Entries from a point annotation set
# # # # # # #
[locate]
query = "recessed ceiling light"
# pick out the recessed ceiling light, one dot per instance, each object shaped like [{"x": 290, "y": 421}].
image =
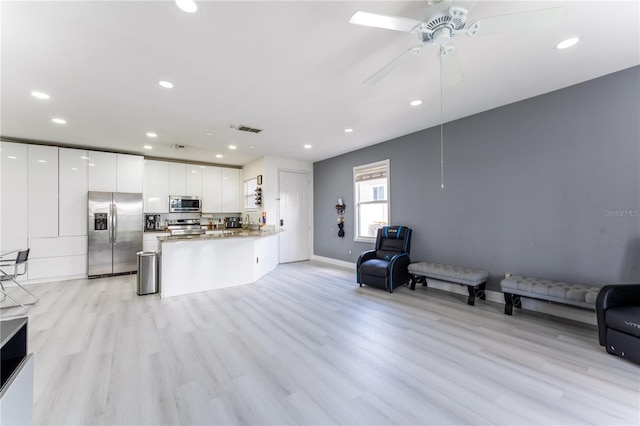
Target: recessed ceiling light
[
  {"x": 567, "y": 43},
  {"x": 39, "y": 95},
  {"x": 188, "y": 6}
]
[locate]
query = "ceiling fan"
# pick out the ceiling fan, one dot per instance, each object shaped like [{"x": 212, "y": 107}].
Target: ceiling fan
[{"x": 445, "y": 20}]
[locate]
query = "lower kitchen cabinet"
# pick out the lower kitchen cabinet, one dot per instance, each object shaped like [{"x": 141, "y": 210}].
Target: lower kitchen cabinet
[{"x": 57, "y": 257}]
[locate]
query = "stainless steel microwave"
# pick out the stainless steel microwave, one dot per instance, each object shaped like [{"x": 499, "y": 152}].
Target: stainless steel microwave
[{"x": 185, "y": 204}]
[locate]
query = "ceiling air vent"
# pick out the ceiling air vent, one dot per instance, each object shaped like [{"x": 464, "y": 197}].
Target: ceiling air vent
[
  {"x": 244, "y": 128},
  {"x": 179, "y": 147}
]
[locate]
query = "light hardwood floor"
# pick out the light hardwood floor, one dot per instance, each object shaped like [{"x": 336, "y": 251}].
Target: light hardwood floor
[{"x": 306, "y": 345}]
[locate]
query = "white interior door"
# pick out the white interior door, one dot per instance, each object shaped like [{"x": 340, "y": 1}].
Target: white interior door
[{"x": 295, "y": 212}]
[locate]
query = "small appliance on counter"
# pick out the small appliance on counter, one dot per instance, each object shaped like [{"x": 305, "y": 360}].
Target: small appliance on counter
[
  {"x": 152, "y": 222},
  {"x": 185, "y": 227},
  {"x": 232, "y": 222}
]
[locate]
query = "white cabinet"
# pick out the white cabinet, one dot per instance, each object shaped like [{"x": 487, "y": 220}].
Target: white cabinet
[
  {"x": 194, "y": 180},
  {"x": 156, "y": 186},
  {"x": 13, "y": 190},
  {"x": 211, "y": 190},
  {"x": 177, "y": 179},
  {"x": 72, "y": 199},
  {"x": 129, "y": 173},
  {"x": 42, "y": 191},
  {"x": 57, "y": 257},
  {"x": 102, "y": 171},
  {"x": 109, "y": 172},
  {"x": 231, "y": 190}
]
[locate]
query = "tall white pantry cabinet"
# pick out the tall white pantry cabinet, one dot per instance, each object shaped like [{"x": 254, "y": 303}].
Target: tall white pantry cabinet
[{"x": 44, "y": 202}]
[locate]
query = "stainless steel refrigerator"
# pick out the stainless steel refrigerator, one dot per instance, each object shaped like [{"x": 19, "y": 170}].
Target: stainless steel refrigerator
[{"x": 115, "y": 232}]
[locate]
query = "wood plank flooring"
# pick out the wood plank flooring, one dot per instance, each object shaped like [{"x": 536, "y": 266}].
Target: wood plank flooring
[{"x": 306, "y": 346}]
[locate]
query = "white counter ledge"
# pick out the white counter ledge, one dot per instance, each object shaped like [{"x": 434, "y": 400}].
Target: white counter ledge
[{"x": 207, "y": 262}]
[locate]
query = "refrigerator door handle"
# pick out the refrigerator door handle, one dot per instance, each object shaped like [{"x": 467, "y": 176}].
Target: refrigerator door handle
[
  {"x": 110, "y": 223},
  {"x": 114, "y": 219}
]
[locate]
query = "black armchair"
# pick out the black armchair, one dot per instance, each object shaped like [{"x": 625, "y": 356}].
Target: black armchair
[
  {"x": 386, "y": 266},
  {"x": 618, "y": 314}
]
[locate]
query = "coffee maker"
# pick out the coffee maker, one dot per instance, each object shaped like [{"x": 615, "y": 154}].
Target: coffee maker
[{"x": 152, "y": 222}]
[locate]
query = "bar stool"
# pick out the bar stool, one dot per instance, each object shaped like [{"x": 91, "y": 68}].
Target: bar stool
[{"x": 10, "y": 270}]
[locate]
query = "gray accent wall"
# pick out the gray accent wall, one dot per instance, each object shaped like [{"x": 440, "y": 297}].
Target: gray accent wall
[{"x": 548, "y": 187}]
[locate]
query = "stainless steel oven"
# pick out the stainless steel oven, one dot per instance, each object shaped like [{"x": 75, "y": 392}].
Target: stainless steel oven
[{"x": 185, "y": 204}]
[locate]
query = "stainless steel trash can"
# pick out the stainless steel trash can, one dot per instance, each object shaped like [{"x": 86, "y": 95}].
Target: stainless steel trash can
[{"x": 147, "y": 272}]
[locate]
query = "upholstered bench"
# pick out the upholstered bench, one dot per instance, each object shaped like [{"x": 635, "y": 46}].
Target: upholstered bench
[
  {"x": 474, "y": 279},
  {"x": 516, "y": 286}
]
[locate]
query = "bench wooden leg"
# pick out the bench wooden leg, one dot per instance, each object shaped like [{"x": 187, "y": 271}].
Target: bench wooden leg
[
  {"x": 417, "y": 279},
  {"x": 481, "y": 291},
  {"x": 511, "y": 300},
  {"x": 477, "y": 291},
  {"x": 472, "y": 295}
]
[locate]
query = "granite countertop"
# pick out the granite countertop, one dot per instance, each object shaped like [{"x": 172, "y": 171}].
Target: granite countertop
[{"x": 218, "y": 235}]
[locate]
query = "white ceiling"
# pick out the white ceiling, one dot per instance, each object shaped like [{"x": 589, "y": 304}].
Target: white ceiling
[{"x": 292, "y": 68}]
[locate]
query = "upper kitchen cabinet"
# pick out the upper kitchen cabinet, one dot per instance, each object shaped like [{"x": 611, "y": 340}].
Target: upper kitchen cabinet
[
  {"x": 177, "y": 179},
  {"x": 194, "y": 180},
  {"x": 156, "y": 186},
  {"x": 231, "y": 190},
  {"x": 130, "y": 170},
  {"x": 42, "y": 191},
  {"x": 74, "y": 184},
  {"x": 109, "y": 172},
  {"x": 102, "y": 171},
  {"x": 212, "y": 189},
  {"x": 13, "y": 187}
]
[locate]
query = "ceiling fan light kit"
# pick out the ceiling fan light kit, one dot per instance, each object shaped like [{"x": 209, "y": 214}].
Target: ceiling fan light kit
[{"x": 441, "y": 25}]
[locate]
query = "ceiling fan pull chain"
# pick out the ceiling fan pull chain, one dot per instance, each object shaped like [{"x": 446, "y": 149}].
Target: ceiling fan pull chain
[{"x": 441, "y": 123}]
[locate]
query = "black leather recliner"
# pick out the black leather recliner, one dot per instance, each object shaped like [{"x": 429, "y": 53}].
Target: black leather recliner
[
  {"x": 618, "y": 313},
  {"x": 386, "y": 266}
]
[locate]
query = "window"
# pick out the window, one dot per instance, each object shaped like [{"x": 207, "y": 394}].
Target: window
[
  {"x": 250, "y": 194},
  {"x": 371, "y": 199}
]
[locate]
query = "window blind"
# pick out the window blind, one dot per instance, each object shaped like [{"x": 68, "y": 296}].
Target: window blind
[{"x": 376, "y": 171}]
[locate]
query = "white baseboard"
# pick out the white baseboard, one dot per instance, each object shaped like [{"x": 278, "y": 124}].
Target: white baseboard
[{"x": 336, "y": 262}]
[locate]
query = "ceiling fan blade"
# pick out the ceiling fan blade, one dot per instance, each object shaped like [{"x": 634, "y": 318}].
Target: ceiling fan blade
[
  {"x": 388, "y": 69},
  {"x": 451, "y": 69},
  {"x": 541, "y": 19},
  {"x": 384, "y": 21}
]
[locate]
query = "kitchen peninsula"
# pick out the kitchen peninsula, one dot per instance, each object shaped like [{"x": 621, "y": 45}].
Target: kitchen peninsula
[{"x": 207, "y": 262}]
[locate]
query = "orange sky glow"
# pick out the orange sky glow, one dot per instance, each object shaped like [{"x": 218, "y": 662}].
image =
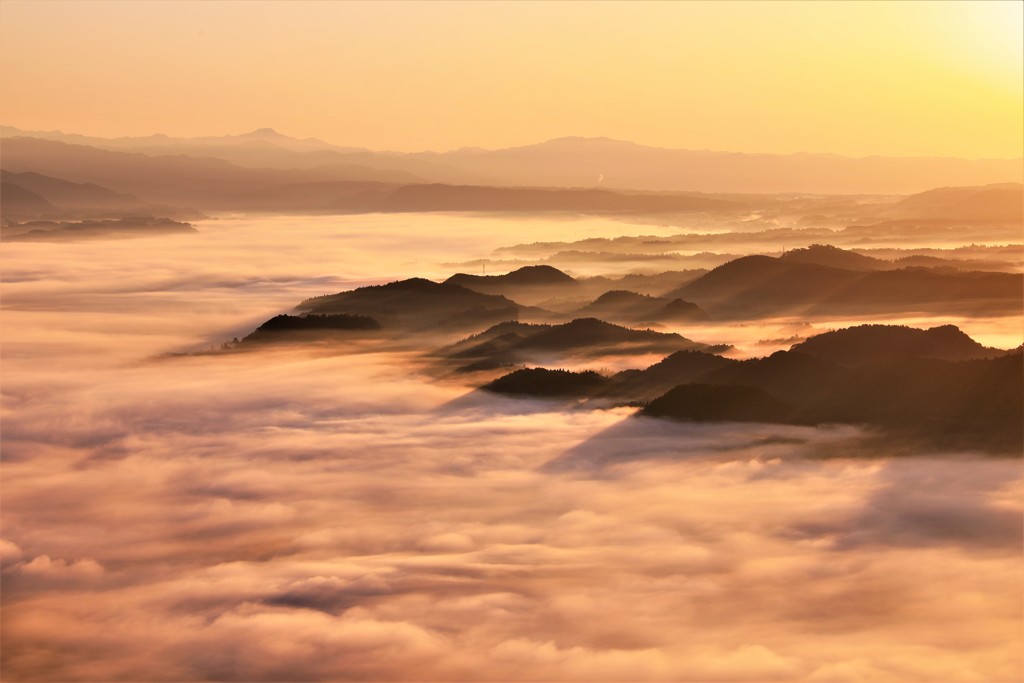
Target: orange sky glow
[{"x": 851, "y": 78}]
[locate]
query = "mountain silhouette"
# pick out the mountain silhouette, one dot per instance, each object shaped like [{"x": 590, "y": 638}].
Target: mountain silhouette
[
  {"x": 863, "y": 343},
  {"x": 623, "y": 306},
  {"x": 680, "y": 368},
  {"x": 834, "y": 257},
  {"x": 758, "y": 286},
  {"x": 547, "y": 383},
  {"x": 418, "y": 303},
  {"x": 512, "y": 343},
  {"x": 713, "y": 402},
  {"x": 527, "y": 285},
  {"x": 308, "y": 328},
  {"x": 132, "y": 226},
  {"x": 578, "y": 162},
  {"x": 919, "y": 388}
]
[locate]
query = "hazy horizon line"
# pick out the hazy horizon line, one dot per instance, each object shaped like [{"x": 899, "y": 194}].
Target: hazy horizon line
[{"x": 268, "y": 130}]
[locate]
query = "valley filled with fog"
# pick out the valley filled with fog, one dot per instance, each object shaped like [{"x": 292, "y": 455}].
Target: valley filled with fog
[{"x": 344, "y": 511}]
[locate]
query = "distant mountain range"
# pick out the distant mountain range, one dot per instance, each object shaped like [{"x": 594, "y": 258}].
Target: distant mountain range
[{"x": 568, "y": 162}]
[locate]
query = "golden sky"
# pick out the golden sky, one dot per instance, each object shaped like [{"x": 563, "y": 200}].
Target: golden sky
[{"x": 852, "y": 78}]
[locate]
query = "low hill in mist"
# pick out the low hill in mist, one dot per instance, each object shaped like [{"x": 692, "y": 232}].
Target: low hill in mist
[
  {"x": 547, "y": 383},
  {"x": 418, "y": 304},
  {"x": 470, "y": 198},
  {"x": 309, "y": 328},
  {"x": 524, "y": 285},
  {"x": 992, "y": 202},
  {"x": 624, "y": 306},
  {"x": 934, "y": 386},
  {"x": 757, "y": 286},
  {"x": 114, "y": 228},
  {"x": 513, "y": 343}
]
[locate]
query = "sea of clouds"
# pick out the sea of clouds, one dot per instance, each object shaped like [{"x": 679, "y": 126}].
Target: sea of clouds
[{"x": 299, "y": 515}]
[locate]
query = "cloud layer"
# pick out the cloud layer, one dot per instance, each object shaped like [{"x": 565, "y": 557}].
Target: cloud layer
[{"x": 304, "y": 516}]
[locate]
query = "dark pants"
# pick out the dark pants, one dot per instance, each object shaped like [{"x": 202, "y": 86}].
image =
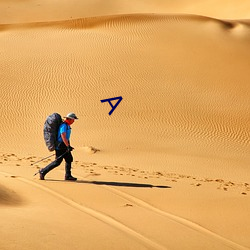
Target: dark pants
[{"x": 67, "y": 156}]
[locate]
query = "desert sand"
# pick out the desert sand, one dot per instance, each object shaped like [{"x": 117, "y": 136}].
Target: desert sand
[{"x": 169, "y": 169}]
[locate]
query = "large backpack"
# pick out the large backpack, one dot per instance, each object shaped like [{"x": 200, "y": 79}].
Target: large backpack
[{"x": 50, "y": 130}]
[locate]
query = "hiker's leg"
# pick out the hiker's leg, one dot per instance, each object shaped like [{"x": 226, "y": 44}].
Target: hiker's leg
[{"x": 53, "y": 164}]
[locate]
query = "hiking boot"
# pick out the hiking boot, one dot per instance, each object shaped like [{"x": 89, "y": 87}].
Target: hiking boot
[
  {"x": 70, "y": 178},
  {"x": 41, "y": 175}
]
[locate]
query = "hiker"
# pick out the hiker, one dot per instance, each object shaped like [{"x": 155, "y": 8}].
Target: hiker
[{"x": 63, "y": 149}]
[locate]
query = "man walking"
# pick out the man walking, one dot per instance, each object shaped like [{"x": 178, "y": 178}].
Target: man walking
[{"x": 63, "y": 150}]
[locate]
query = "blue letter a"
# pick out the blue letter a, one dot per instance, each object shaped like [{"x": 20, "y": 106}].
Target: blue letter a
[{"x": 119, "y": 98}]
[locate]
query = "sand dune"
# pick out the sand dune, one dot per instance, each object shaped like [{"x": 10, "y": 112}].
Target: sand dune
[
  {"x": 37, "y": 11},
  {"x": 169, "y": 169}
]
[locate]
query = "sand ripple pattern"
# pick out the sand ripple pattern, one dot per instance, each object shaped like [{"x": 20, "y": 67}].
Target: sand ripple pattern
[{"x": 175, "y": 91}]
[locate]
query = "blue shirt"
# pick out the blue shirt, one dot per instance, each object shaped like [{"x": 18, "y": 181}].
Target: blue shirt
[{"x": 64, "y": 128}]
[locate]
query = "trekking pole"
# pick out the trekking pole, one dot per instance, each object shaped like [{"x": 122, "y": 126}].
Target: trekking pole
[
  {"x": 46, "y": 158},
  {"x": 41, "y": 160}
]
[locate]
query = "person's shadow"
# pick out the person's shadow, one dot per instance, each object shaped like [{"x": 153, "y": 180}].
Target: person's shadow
[{"x": 122, "y": 184}]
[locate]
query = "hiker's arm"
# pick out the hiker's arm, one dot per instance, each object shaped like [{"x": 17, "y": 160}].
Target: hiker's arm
[{"x": 66, "y": 142}]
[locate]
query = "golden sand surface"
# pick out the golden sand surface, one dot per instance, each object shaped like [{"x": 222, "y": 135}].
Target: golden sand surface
[{"x": 169, "y": 169}]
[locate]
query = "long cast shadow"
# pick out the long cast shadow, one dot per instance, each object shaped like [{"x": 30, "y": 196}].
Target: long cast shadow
[{"x": 122, "y": 184}]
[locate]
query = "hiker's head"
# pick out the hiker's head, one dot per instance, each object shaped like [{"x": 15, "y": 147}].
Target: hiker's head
[{"x": 70, "y": 118}]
# # # # # # #
* **Description of the task**
Please return every line from the rows above that contains the word "peninsula".

* **Problem solution**
query = "kitchen peninsula"
# pick out the kitchen peninsula, one dot per instance, each object shaped like [{"x": 621, "y": 45}].
Target: kitchen peninsula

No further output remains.